§ **About this exercise**: Could you return all of the entries below exactly, minus the pictures?

§ **The records**:

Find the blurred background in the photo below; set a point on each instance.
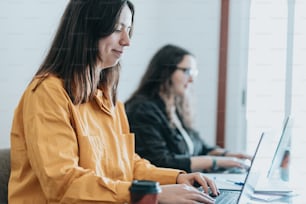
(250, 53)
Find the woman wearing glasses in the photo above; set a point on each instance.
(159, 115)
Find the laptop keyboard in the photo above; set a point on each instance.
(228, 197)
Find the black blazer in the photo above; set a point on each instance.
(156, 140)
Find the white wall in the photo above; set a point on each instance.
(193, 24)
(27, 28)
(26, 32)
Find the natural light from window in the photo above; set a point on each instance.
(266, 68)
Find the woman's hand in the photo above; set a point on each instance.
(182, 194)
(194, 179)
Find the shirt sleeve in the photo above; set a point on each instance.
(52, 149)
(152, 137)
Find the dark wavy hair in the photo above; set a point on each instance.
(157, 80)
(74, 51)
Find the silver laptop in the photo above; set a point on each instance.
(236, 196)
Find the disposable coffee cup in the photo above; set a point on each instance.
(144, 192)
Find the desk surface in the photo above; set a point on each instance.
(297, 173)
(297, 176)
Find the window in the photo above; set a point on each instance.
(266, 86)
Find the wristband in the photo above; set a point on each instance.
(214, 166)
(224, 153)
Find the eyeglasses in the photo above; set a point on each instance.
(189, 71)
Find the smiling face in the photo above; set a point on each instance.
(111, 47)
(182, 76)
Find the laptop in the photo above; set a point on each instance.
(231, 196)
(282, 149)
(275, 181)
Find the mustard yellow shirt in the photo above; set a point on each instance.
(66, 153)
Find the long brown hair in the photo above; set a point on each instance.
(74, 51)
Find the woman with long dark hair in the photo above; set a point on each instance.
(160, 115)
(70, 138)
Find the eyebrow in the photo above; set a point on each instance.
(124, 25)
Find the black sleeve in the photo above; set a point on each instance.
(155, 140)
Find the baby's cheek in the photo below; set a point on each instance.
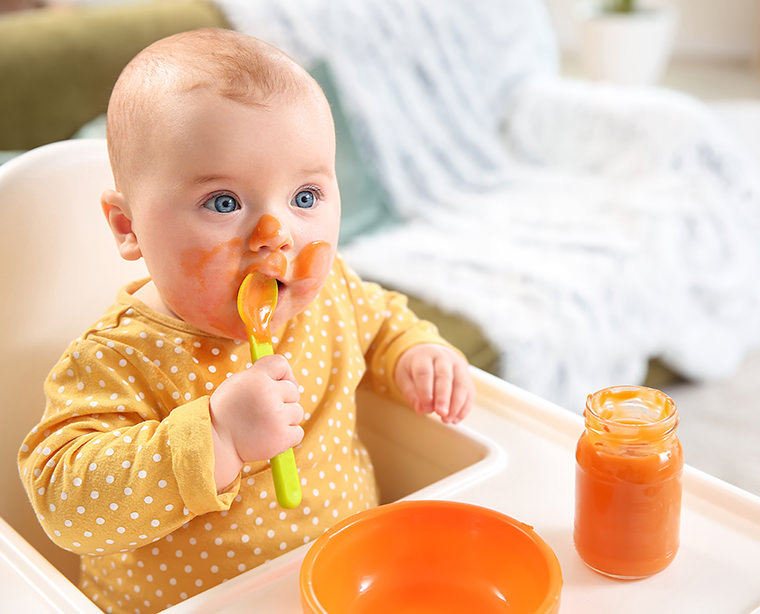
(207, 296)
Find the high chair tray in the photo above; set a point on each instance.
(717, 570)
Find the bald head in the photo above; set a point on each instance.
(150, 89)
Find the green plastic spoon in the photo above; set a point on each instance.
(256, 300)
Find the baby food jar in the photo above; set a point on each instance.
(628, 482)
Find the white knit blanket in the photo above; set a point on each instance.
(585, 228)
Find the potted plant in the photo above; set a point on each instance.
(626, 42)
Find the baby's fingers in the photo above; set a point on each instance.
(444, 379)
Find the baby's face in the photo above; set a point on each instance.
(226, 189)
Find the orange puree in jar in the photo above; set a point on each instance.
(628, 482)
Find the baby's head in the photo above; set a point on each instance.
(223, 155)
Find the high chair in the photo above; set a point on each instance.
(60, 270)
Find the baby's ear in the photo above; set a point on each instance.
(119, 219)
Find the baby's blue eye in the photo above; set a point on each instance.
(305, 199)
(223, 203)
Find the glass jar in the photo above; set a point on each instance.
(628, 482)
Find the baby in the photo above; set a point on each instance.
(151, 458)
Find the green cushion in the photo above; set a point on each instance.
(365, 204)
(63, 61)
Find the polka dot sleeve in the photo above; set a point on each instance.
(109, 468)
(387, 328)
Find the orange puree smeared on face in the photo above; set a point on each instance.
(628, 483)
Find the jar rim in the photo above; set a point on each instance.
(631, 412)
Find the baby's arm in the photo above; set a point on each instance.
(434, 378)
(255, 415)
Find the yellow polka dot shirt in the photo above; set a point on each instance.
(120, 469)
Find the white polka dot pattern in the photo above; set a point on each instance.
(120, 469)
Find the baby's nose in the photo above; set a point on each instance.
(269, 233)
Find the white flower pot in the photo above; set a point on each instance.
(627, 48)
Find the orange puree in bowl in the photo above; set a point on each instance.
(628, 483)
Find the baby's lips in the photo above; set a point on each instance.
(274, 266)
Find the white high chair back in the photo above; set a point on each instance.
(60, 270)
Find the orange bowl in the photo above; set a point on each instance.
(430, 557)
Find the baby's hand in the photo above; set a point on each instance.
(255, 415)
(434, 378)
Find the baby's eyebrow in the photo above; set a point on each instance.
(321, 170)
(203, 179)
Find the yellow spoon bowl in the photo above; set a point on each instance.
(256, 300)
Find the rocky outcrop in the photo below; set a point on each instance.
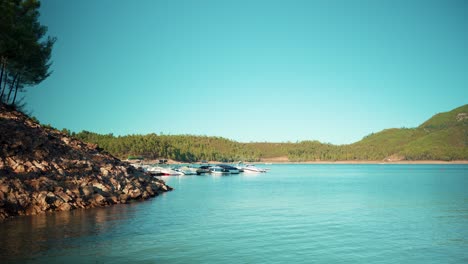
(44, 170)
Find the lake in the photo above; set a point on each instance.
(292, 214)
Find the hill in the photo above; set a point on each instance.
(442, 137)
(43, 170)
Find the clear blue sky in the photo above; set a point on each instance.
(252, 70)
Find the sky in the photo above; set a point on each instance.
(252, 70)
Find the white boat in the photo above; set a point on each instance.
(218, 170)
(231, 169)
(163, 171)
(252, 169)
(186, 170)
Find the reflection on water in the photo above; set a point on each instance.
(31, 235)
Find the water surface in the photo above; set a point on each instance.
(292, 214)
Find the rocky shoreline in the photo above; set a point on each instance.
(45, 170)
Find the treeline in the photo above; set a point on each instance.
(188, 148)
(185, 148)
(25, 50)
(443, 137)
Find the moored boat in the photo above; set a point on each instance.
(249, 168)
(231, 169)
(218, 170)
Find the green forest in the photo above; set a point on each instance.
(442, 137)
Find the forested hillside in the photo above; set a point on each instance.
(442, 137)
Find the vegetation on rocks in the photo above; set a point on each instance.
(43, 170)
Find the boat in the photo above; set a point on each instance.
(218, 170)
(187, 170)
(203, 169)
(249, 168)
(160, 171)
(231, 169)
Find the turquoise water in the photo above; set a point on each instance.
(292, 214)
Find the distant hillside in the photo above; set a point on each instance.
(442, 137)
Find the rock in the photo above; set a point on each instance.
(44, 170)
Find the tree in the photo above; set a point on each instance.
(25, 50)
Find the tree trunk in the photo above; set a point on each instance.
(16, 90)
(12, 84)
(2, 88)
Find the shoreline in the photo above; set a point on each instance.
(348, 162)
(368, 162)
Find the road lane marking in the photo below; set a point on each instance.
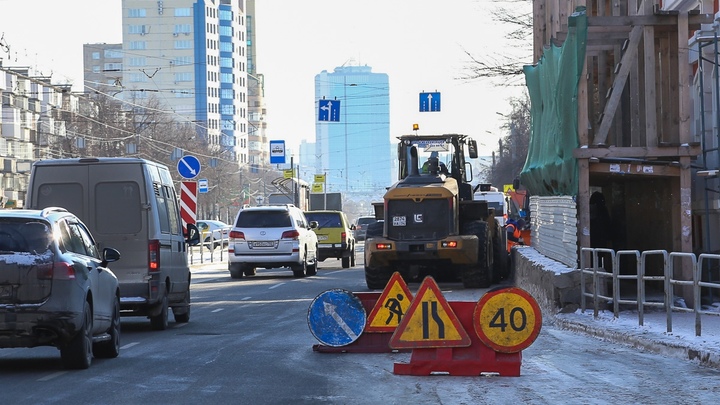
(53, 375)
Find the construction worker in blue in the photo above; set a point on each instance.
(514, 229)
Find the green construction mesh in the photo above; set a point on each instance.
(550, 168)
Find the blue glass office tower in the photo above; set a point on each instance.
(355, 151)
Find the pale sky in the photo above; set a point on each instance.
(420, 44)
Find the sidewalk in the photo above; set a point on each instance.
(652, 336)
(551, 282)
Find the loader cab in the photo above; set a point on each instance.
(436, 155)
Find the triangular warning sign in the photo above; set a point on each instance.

§ **Written response**:
Find the blurred background in the photo below; set a point on each instance.
(250, 53)
Find the woman wearing glasses in the photo above; set a point on each instance.
(159, 115)
Find the laptop keyboard in the photo above; set a point on each instance.
(228, 197)
Find the black blazer in the photo above; set a point on each instance.
(156, 140)
Find the white wall in the photo above; set a point on each instance.
(193, 24)
(27, 28)
(26, 32)
Find the natural light from window in the photo above; set a point on each instance.
(266, 68)
Find the woman's hand in the photo above; set a point on each instance.
(182, 194)
(194, 179)
Find the shirt sleeve in the photo above; set a point on each instance.
(52, 149)
(152, 137)
Find the dark wavy hair in the photo above; set a point on each instance.
(157, 80)
(74, 51)
Find the silver laptop in the photo above; set a point on each instance.
(236, 196)
Find the disposable coffee cup in the photo above; set a point on each instance.
(144, 192)
Find the desk surface in the photo above; set a point on each instance.
(297, 173)
(297, 176)
Find the window in the photo above; set a point on each instance.
(266, 86)
Find the wristband in the photo above; set a point on each instance.
(214, 166)
(224, 153)
Find the eyeglasses in the photo above; set a point on each instance.
(189, 71)
Find the smiling face in the photo above; set a point on each instance.
(111, 47)
(182, 76)
Find the laptop in the photo above; set a point on each instance.
(231, 196)
(282, 149)
(275, 181)
Find the mustard yellow shirt in the photo above; set a point on each instance.
(66, 153)
Find the long brown hair in the photo above; set a point on each instance.
(74, 51)
Find the woman with long dark hair in the photo above; set a point on each instance.
(160, 115)
(70, 138)
Find the eyebrow in the photo above; set a point on each instance.
(124, 25)
Find the black sleeve in the photo above; set a point on each instance.
(155, 140)
Find the baby's cheek in the photo below; set a point on each instance.
(207, 296)
Find the high chair tray in the photo above; set a point on each instance.
(717, 570)
Find the bald head in the photo above; set a point on each instance.
(150, 89)
Find the green plastic spoon in the photo above; set a point on each instance.
(256, 300)
Find the baby food jar in the photo above; set a point on each instance.
(628, 482)
Find the white knit blanket in the photo above; set a point on each instance.
(585, 228)
Find the potted plant in the photo above; set a point on each instance.
(626, 42)
Find the baby's fingers in the photo above; set a point on each instance.
(444, 379)
Find the baby's face in the photo above; set a point on each instance.
(226, 189)
Find the orange puree in jar in the photo above; set a point on each instance.
(628, 482)
Find the baby's head in the photo above; set a point on each instance.
(223, 155)
Find the high chair in the photo above; set a point on each instance.
(60, 270)
Find the baby's ear in the photo above; set a point on each instance.
(119, 219)
Find the baby's blue eye in the photo above; set a point on each instance.
(305, 199)
(223, 203)
Find the glass jar in the photo above; set a point on each instance.
(628, 482)
Find the baby in the photo above; set a point on each instance.
(151, 458)
Find the green cushion in the photo above; set a point on each instance.
(365, 204)
(63, 61)
Find the polka dot sleeve in the photo above; set a point on each instance.
(109, 468)
(387, 328)
Find the orange puree smeared on face in the photo above; set a point on each instance.
(628, 483)
Find the jar rim in the photo above; set a point on each instance.
(631, 412)
Find the baby's arm in the photo above; set a point on each instance.
(434, 378)
(255, 415)
Find the yellow polka dot shirt in the photo above; set a point on each instance.
(120, 469)
Find the white polka dot pattern in the photo above; set a point on each instance.
(120, 469)
Find the baby's nose in the photo above; set a point on each instance.
(269, 233)
Find the white flower pot in the photo above; set a point on each instance.
(627, 48)
Find the orange puree in bowl in the photo above; set a point on each instance.
(628, 483)
Find the baby's lips in the photo above; set a point on each instance.
(274, 266)
Find the white high chair back in the photo above; set a point on each instance.
(60, 270)
Find the orange bowl in the photo above; set a point on each instance.
(430, 557)
Find the baby's hand in the photo above; set a point on each instance.
(255, 415)
(434, 378)
Find the baby's eyebrow in the photo above; set a point on each instance.
(321, 170)
(203, 179)
Find the yellow spoon bowl in the photo above; set a point on each instance.
(256, 300)
Find the rocky outcrop in the photo below; set a point on each instance.
(44, 170)
Find the lake in the photo above; set a point on each instance.
(292, 214)
Find the hill in the photo above; set a point on each instance.
(442, 137)
(43, 170)
Find the clear blue sky in the photo above; set a point on each instance.
(252, 70)
Find the sky in the photo above; set a point on each instance.
(252, 70)
Find the white boat in the photo above; set a point on each instance.
(218, 170)
(231, 169)
(163, 171)
(252, 169)
(186, 170)
Find the reflection on water in the photo above; set a point on each instance.
(31, 235)
Find the water surface in the photo above; set a point on each instance.
(292, 214)
Find the rocky shoreline in the photo above; set a point on each instance.
(45, 170)
Find the treeline in the photo above; set a point on each instance.
(188, 148)
(185, 148)
(25, 50)
(443, 137)
Find the moored boat in the photo above; set a point on each instance.
(249, 168)
(231, 169)
(218, 170)
Find the green forest in the photo above; set a point on each instance.
(442, 137)
Find the forested hillside in the photo above; set a point on each instance.
(442, 137)
Find the vegetation on rocks in the photo above; set a point on each instance.
(43, 170)
Find the boat in the photo above; set a point on each instance.
(218, 170)
(187, 170)
(203, 169)
(249, 168)
(160, 171)
(231, 169)
Find the turquoise water in the photo above; set a point on each instance.
(292, 214)
Find the distant hillside in the photo above; set a point on each instance.
(442, 137)
Find the rock in the photo above; set a point on each instance.
(44, 170)
Find the tree in the photo above; set a point on each instance.
(25, 50)
Find the tree trunk in the photo above; set a point on each instance.
(16, 90)
(12, 84)
(2, 88)
Find the shoreline in the photo above; set a point on each instance.
(348, 162)
(368, 162)
Find the road lane marking in the photo below; set a point on each instance.
(53, 375)
Find the construction worker in blue in the photo above; set a point on each instance.
(514, 229)
Find the green construction mesh in the photo above; set a point on each instance.
(550, 168)
Find the blue glass office tower in the photo above; set a point on each instance.
(355, 151)
Find the pale sky in the photo above; set a point on each instance.
(420, 44)
Find the sidewalk in the photo above; set a point on each instance.
(652, 336)
(551, 282)
Find the loader cab in the photo above; set a point on each instance.
(436, 155)
Find the triangular warning sign in the photo above; set a point on each instance.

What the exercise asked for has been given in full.